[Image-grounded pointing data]
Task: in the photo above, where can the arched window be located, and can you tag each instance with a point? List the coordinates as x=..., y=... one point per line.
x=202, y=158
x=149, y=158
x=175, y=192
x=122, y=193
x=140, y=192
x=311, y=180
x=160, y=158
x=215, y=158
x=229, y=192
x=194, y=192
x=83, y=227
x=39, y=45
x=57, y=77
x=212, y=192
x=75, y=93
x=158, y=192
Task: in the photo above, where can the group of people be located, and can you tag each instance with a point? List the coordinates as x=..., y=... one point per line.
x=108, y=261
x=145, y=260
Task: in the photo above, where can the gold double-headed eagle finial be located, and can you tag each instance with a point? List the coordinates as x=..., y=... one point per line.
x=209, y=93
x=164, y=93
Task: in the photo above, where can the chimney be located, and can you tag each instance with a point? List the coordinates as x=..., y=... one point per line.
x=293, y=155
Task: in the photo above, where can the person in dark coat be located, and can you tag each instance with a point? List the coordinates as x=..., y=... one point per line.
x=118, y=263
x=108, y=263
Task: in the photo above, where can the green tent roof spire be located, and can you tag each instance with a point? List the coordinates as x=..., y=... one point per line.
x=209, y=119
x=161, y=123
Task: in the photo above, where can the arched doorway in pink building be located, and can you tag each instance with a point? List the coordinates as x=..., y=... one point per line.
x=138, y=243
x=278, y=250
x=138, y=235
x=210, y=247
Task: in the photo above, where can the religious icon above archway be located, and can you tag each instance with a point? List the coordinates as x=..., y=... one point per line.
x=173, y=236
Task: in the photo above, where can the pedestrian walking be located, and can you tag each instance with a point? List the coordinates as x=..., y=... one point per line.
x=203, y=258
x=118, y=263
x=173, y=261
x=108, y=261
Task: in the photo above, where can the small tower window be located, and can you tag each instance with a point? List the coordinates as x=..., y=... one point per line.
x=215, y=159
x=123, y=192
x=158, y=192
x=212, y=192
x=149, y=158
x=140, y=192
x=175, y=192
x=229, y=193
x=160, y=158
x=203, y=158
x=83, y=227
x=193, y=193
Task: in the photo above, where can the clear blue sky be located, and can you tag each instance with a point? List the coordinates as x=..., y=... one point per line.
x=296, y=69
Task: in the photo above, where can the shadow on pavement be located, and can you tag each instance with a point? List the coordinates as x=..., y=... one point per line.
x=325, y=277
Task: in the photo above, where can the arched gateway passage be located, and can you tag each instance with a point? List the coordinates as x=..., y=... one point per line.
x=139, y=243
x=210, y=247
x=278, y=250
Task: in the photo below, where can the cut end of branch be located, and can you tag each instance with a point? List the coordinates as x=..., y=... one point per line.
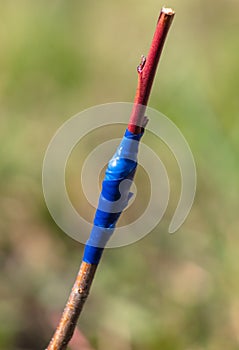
x=168, y=11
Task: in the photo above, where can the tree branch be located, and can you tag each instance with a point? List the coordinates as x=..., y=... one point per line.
x=146, y=73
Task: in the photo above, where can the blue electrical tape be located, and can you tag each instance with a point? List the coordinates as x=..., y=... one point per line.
x=114, y=196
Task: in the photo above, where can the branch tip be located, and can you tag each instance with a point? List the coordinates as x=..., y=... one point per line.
x=168, y=11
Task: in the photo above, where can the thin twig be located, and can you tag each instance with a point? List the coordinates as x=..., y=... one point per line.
x=147, y=69
x=73, y=307
x=146, y=73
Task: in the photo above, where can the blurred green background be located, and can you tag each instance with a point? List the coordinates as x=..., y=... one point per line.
x=57, y=58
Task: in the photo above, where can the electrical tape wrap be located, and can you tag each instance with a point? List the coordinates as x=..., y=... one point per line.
x=114, y=196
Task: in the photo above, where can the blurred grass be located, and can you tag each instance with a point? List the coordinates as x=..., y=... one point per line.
x=169, y=292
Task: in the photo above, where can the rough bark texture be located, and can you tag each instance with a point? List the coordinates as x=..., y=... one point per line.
x=146, y=73
x=73, y=307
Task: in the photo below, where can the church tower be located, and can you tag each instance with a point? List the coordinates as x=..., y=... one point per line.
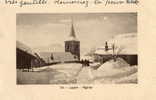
x=72, y=45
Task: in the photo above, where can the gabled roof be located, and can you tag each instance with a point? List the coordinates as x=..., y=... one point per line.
x=50, y=57
x=24, y=48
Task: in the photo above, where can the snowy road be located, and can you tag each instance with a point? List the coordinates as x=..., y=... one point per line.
x=109, y=72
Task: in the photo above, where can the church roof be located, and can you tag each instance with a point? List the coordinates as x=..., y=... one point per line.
x=72, y=36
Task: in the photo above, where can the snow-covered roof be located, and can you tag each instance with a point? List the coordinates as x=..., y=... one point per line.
x=57, y=56
x=124, y=44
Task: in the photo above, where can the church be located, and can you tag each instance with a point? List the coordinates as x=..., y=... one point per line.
x=27, y=58
x=71, y=54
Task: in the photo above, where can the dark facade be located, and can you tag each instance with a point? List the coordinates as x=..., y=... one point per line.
x=73, y=47
x=26, y=58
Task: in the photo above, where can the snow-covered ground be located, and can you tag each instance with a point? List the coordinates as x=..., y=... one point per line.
x=72, y=73
x=124, y=44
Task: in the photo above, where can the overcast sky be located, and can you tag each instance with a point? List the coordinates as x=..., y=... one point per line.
x=92, y=29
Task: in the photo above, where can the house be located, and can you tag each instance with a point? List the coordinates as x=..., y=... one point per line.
x=124, y=46
x=26, y=58
x=57, y=57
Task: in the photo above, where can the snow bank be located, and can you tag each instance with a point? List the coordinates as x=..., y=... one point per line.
x=124, y=44
x=109, y=72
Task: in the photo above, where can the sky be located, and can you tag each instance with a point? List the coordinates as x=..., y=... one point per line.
x=43, y=30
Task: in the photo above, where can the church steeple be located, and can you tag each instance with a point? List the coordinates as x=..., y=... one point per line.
x=72, y=33
x=72, y=45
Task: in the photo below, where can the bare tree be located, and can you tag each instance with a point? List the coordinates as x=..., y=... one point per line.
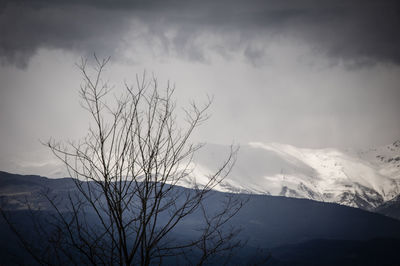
x=128, y=204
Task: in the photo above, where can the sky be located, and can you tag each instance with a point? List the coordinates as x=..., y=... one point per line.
x=312, y=74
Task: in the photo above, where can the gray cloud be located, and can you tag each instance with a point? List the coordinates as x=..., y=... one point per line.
x=361, y=32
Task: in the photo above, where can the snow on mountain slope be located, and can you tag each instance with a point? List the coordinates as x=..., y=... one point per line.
x=363, y=179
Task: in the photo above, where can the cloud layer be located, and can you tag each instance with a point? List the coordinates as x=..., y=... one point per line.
x=358, y=32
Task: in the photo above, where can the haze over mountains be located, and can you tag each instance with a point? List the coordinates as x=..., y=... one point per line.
x=357, y=178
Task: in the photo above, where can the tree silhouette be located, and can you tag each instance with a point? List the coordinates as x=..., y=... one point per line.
x=128, y=204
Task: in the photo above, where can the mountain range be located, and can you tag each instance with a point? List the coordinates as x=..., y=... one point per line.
x=358, y=178
x=286, y=230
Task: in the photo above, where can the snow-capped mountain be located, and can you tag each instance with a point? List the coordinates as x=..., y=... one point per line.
x=358, y=178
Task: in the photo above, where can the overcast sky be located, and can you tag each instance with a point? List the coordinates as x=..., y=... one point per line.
x=307, y=73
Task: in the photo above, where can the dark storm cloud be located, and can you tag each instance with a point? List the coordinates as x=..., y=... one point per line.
x=363, y=32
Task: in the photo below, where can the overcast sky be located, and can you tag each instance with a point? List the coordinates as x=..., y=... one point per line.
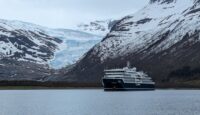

> **WORK ITEM**
From the first line above to the last, reproduce the records exactly but without the pictures.

> **EXERCISE OUTPUT**
Task: in the photo above, where can the arched window be located, and can you tag each instance with a point? List the coordinates as x=..., y=... one point per line.
x=202, y=158
x=149, y=158
x=175, y=192
x=122, y=193
x=140, y=192
x=311, y=180
x=160, y=158
x=215, y=158
x=229, y=192
x=194, y=192
x=83, y=227
x=39, y=45
x=57, y=77
x=212, y=192
x=75, y=93
x=158, y=192
Task: in the photo above, where can the group of people be located, and can you tag each instance with a point? List the coordinates as x=..., y=... one point per line.
x=108, y=261
x=145, y=260
Task: in the photo above, where can the gold double-headed eagle finial be located, and can you tag each instance with a point? List the coordinates as x=..., y=... one point per line.
x=209, y=93
x=164, y=93
Task: in the photo above, where can the chimney be located, and can you tag each instance with a point? List the coordinates as x=..., y=... one point per line.
x=293, y=155
Task: in the photo above, where can the person in dark coat be located, and can you tag each instance with a point? List the coordinates as x=..., y=... one point per line.
x=118, y=263
x=108, y=263
Task: in the photo above, where can the green tent roof spire be located, and can you tag each instance with a point? List the coordinates as x=..., y=... one point per line.
x=209, y=119
x=161, y=123
Task: in the photo above, where can the arched doorway in pink building be located, and can you tag each instance with a point? List the coordinates as x=..., y=... one point per line.
x=138, y=243
x=278, y=250
x=138, y=235
x=210, y=247
Task: in the photo above, where can the religious icon above archway be located, and can you tag each instance with a point? List the coordinates as x=..., y=... one point per line.
x=173, y=236
Task: in the photo above, where can the pedestrian walking be located, and can you tag each instance with a point? List the coordinates as x=..., y=... one point per line.
x=203, y=258
x=118, y=263
x=173, y=261
x=108, y=261
Task: in the photo above, where can the small tower window be located, and can you tag each instance with a point? List the coordinates as x=..., y=... one point per line.
x=215, y=159
x=123, y=192
x=158, y=192
x=212, y=192
x=149, y=158
x=140, y=192
x=175, y=192
x=229, y=193
x=160, y=158
x=203, y=158
x=83, y=227
x=193, y=193
Task: in the photo above, where can the clear blue sky be located, and can you tag each instance with a point? List the coordinates as x=..., y=... one point per line.
x=296, y=69
Task: in the photo above, where can the shadow on pavement be located, and can you tag each instance with a point? List the coordinates as x=..., y=... one point per line.
x=325, y=277
Task: in the photo above, where can the arched gateway passage be located, and can you tag each instance with a point? List the coordinates as x=..., y=... one point per line.
x=139, y=243
x=210, y=247
x=278, y=250
Task: in the photo below, where can the cut end of branch be located, and can you tag each instance with a point? List the coordinates as x=..., y=... one point per line.
x=168, y=11
Task: in the photo above, where can the tree branch be located, and can you tag each instance with a point? List the coordinates as x=..., y=... one point per line.
x=146, y=73
Task: in the photo above, where can the blue electrical tape be located, and can you tag each instance with a point? List the coordinates as x=..., y=... one point per line.
x=114, y=196
Task: in the photo above, where can the branch tip be located, and can you tag each instance with a point? List the coordinates as x=..., y=... one point per line.
x=168, y=11
Task: in the photo above, where can the thin twig be located, and can you tag each instance with a point? List the coordinates as x=..., y=... one point per line.
x=147, y=69
x=73, y=307
x=146, y=73
Task: in the photo above, where can the blurred green background be located, and can you tag each instance with a point? List the coordinates as x=..., y=... one point per line.
x=57, y=58
Task: in the photo above, where can the electrical tape wrap be located, and can you tag each instance with a point? List the coordinates as x=..., y=... one point per line.
x=114, y=196
Task: in the photo above, where can the blurred grass be located, and can you tag each instance with a point? List the coordinates as x=..., y=... one point per line.
x=169, y=292
Task: in the photo above, where can the rough bark texture be located, and can you tag each instance with a point? List the coordinates as x=..., y=... one point per line.
x=146, y=73
x=73, y=307
Task: in the photo below, where can the church tower be located, and can you tag each instance with a point? List the coordinates as x=..., y=... one point per line.
x=72, y=45
Task: in the photo above, where can the gabled roof be located, and can you tag each instance with a point? List the coordinates as x=..., y=... one point per line.
x=50, y=57
x=24, y=48
Task: in the photo above, where can the snowy road be located, and can you tag each instance with a point? List the coordinates as x=..., y=... one point per line.
x=109, y=72
Task: in the photo above, where can the church roof be located, and can you tag each instance with a point? List the coordinates as x=..., y=... one point per line.
x=72, y=36
Task: in the photo above, where can the snow-covered roof be located, and can you tag each instance with a point? List the coordinates as x=..., y=... one point per line.
x=57, y=56
x=124, y=44
Task: in the photo above, where can the church be located, and can you tag each instance with a point? List the coordinates as x=..., y=... one point per line.
x=27, y=58
x=71, y=54
Task: in the photo above, where can the dark facade be located, and can you tag each instance with a point? List the coordinates as x=..., y=... one point per line.
x=73, y=47
x=26, y=58
Task: in the photo above, where can the snow-covered ground be located, and can you tag each instance with a point? List the coordinates as x=..., y=... one point per line.
x=72, y=73
x=124, y=44
Task: in the photo above, where can the overcast sky be located, and can you tag each instance with a point? List the coordinates as x=..., y=... one point per line.
x=92, y=29
Task: in the photo above, where can the house be located, and can you tag each instance with a point? List the coordinates as x=..., y=... one point per line.
x=124, y=46
x=26, y=58
x=57, y=57
Task: in the photo above, where can the snow bank be located, and can you tag each instance with a point? List the coordinates as x=..., y=... one point per line.
x=124, y=44
x=109, y=72
Task: in the photo above, where can the sky be located, and can you tag each instance with a point? List the coordinates as x=..., y=... one point per line.
x=43, y=30
Task: in the photo above, where can the church steeple be located, and can you tag each instance with a point? List the coordinates as x=..., y=... one point per line.
x=72, y=33
x=72, y=45
Task: in the photo below, where can the bare tree be located, and can you tag each instance with a point? List the coordinates as x=..., y=... one point per line.
x=128, y=204
Task: in the photo above, where can the sky be located, and can you tag each instance with a point? List the coordinates as x=..., y=... one point per line.
x=312, y=74
Task: in the photo above, where can the gray cloud be located, and can you tag each instance with a point? List the coordinates as x=..., y=... one point per line.
x=361, y=32
Task: in the photo above, where can the snow on mountain slope be located, and can you tag each instance with a point? List the coordinates as x=..., y=... one point per line.
x=363, y=179
Task: in the photo above, where can the cloud layer be located, and can you tag each instance with a point? List the coordinates as x=..., y=... one point per line.
x=358, y=32
Task: in the photo above, where can the haze over mountains be located, and can you tag each instance with a point? List the coordinates as x=..., y=... one point per line.
x=357, y=178
Task: in the photo above, where can the tree silhouette be located, and can you tag each instance with a point? List the coordinates as x=..., y=... one point per line.
x=128, y=204
Task: in the photo above, where can the mountain range be located, and can you tag each instance with a point? List the coordinates as x=..., y=... one point per line.
x=358, y=178
x=286, y=230
Task: in the photo above, where can the snow-capped mountain be located, and can you tag each instance with a point? List the coordinates as x=..., y=... one point per line.
x=358, y=178
Task: in the photo above, where can the overcast sky be located, and can you tag each instance with a point? List the coordinates as x=..., y=... one point per line.
x=307, y=73
Task: in the photo above, where can the dark storm cloud be located, and can you tag each instance with a point? List the coordinates as x=..., y=... one point per line.
x=363, y=32
Task: in the photo below, where can the overcast sky be located, and can you tag each instance with a point? List the coordinates as x=..., y=... one point per line.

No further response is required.